§ **AIM OF THE TASK**: Can you retype the mifepristone passage below word for word, between "If the Supreme" and "and the law.", inclusive?

EXTRACT TO READ START

If the Supreme Court chooses to walk back mifepristone to its 2000-era restrictions, misoprostol, the second component of the two-drug regimen, could continue to be prescribed via telehealth and used on its own to end a pregnancy. Robust data show that misoprostol can be safely used up to 12 weeks of gestation. But while a backup plan is always welcome, the reality is the combination of the two drugs has fewer side effects and is somewhat more effective.

“The irony here is [that] a case premised upon patient safety would force providers to use a less-effective medication abortion regimen and force people probably into the informal markets for trying to find mifepristone,” says Greer Donley, an associate professor at the University of Pittsburgh School of Law and expert on abortion and the law.

There are other ways the ruling could force women to receive suboptimal care. The decision could revert mifepristone’s label to its 2000 form. That would walk back advances in medical understanding about the ideal dosage. In 2016, the FDA label was changed to formally decrease the dose of mifepristone and increase the amount of misoprostol. That modification has been shown to significantly improve the chances of completing the abortion without needing additional medication or other intervention.

While doctors are free to prescribe drugs outside of the confines of the label, some might worry about straying given the current legal climate. And a law in Ohio that went into effect in 2011 requires physicians to follow FDA protocol for mifepristone, which could relegate women in that state to subpar care. That law could also mean they aren’t able to get the drug past seven weeks (the original gestational limit set by FDA), rather than up until 10 or even, as the World Health Organization advocates, 12 weeks.

Decreeing that the last 23 years of medical knowledge on mifepristone simply irrelevant would not only undermine abortion access, but also undermine the Food and Drug Administration’s regulatory authority. That could have implications far beyond mifepristone, jeopardizing the availability of any approved drug that someone decides to challenge in court. Doctors and scientists should be the ones deciding how to prescribe medications — not lawyers and judges.

EXTRACT TO READ END
INFORMATION GIVEN START

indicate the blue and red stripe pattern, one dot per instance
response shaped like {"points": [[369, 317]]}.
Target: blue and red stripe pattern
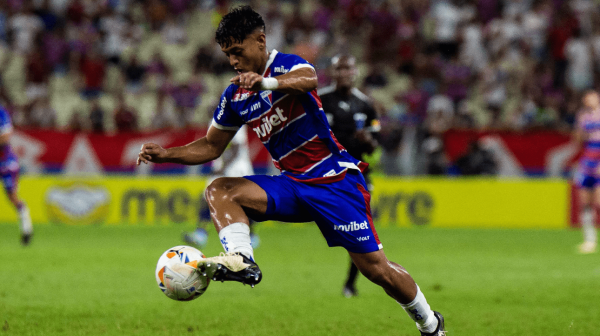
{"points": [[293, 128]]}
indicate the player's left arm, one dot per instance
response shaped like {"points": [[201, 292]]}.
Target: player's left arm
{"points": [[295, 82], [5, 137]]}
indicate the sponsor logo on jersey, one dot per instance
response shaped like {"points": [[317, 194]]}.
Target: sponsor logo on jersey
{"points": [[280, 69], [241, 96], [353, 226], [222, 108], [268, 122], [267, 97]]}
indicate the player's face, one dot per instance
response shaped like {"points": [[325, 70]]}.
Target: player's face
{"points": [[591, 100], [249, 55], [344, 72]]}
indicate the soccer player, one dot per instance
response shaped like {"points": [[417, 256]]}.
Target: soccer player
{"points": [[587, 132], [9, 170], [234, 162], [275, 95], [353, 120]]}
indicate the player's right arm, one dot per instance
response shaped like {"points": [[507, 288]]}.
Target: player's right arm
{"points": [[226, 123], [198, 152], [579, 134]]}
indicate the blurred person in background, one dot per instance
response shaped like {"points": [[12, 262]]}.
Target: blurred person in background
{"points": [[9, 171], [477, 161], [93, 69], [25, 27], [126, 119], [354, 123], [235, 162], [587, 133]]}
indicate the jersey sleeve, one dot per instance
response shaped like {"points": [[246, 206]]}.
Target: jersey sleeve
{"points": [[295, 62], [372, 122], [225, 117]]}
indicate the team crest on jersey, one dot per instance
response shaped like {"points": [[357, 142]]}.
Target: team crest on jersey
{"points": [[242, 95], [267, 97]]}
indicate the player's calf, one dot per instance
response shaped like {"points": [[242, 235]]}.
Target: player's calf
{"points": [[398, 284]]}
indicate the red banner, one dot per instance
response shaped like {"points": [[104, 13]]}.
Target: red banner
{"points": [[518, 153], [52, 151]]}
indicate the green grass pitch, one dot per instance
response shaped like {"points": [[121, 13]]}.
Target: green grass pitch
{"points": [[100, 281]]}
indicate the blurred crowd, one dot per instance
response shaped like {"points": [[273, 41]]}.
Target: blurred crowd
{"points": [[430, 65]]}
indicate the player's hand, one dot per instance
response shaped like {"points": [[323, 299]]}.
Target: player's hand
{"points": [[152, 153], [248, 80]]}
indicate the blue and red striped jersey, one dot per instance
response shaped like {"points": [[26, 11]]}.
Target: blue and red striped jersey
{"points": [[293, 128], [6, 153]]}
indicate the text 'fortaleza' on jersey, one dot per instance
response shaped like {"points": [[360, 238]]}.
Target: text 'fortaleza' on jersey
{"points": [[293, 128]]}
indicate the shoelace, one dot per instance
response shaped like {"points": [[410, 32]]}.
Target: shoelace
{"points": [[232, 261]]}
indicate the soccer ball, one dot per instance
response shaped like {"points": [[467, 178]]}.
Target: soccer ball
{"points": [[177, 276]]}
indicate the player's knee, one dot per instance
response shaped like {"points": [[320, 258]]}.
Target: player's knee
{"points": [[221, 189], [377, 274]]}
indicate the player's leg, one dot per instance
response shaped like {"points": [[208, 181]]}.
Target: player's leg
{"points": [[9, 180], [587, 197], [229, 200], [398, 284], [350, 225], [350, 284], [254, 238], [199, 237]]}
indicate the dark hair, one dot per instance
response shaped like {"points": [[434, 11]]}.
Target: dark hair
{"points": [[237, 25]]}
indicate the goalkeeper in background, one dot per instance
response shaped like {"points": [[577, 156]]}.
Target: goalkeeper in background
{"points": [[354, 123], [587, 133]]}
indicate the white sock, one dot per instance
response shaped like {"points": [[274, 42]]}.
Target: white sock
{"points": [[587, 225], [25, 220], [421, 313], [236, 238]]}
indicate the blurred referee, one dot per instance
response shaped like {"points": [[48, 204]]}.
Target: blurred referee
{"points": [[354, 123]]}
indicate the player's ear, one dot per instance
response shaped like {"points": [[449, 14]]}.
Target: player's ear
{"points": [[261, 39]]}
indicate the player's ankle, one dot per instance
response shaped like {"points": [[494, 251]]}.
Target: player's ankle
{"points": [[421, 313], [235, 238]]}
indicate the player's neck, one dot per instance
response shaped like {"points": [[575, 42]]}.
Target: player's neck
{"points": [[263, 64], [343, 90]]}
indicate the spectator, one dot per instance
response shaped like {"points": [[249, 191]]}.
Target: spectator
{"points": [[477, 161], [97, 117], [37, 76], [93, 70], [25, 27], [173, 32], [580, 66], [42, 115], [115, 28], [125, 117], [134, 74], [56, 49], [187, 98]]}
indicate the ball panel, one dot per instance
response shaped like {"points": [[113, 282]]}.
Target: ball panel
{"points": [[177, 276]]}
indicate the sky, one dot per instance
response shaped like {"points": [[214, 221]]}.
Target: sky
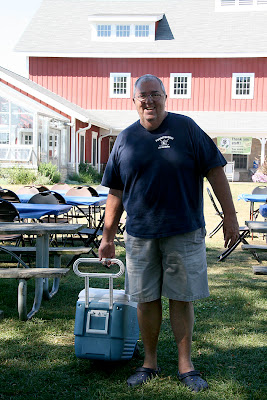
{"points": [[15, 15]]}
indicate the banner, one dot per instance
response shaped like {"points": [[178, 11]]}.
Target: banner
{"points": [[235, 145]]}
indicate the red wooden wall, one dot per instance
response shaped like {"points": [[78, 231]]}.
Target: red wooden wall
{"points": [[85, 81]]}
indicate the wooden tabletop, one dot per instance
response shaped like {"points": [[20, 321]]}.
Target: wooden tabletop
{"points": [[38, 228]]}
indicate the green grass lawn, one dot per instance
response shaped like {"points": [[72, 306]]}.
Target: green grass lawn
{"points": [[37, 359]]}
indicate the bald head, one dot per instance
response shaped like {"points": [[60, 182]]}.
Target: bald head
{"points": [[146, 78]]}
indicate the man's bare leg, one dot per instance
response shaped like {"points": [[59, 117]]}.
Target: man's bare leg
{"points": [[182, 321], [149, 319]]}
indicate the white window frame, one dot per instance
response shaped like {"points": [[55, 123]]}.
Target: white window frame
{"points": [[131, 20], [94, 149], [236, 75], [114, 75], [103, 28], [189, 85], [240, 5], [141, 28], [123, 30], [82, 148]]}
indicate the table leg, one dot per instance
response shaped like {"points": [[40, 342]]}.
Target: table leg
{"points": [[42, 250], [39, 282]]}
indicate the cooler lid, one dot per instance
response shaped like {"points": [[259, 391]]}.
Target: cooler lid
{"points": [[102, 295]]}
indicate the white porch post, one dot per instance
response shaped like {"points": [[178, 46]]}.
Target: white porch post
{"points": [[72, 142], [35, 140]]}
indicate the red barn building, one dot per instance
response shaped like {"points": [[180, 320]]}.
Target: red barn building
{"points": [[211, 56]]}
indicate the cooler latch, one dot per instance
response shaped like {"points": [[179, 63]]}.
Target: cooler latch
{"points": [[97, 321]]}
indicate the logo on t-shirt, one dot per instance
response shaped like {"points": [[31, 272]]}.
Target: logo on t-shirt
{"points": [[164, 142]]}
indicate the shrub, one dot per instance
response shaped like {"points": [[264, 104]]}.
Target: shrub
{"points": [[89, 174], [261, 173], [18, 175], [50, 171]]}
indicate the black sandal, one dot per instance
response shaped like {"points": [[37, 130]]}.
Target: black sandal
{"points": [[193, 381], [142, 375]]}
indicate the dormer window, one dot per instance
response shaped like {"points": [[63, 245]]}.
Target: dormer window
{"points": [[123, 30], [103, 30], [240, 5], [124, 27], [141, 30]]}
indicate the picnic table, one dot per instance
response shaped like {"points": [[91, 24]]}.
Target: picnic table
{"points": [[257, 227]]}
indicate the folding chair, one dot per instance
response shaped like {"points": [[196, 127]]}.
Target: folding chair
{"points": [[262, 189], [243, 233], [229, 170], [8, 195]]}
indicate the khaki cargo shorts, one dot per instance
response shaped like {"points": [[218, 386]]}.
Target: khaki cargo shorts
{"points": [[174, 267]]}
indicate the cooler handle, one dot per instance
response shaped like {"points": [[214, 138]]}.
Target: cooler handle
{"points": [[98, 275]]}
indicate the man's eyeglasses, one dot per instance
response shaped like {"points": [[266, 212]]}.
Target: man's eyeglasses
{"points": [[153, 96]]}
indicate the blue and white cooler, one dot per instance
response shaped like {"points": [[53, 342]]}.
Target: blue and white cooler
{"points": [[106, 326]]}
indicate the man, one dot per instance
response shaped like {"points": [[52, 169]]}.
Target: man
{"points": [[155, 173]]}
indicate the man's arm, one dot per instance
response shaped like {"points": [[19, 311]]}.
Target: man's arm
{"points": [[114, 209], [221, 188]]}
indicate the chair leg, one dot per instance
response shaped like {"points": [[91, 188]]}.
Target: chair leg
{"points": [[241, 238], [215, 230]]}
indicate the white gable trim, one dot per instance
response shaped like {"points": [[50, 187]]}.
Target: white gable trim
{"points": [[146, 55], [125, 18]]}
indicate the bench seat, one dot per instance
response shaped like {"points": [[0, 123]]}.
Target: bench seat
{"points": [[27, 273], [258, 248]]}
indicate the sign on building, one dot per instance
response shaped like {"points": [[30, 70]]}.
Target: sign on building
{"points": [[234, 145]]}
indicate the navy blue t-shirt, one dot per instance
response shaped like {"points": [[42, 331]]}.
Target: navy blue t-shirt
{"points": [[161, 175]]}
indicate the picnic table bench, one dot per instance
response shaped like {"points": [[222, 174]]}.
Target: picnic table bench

INFORMATION GIVEN END

§ **OUTPUT FOR THIS EXERCISE**:
If the Supreme Court chooses to walk back mifepristone to its 2000-era restrictions, misoprostol, the second component of the two-drug regimen, could continue to be prescribed via telehealth and used on its own to end a pregnancy. Robust data show that misoprostol can be safely used up to 12 weeks of gestation. But while a backup plan is always welcome, the reality is the combination of the two drugs has fewer side effects and is somewhat more effective.

“The irony here is [that] a case premised upon patient safety would force providers to use a less-effective medication abortion regimen and force people probably into the informal markets for trying to find mifepristone,” says Greer Donley, an associate professor at the University of Pittsburgh School of Law and expert on abortion and the law.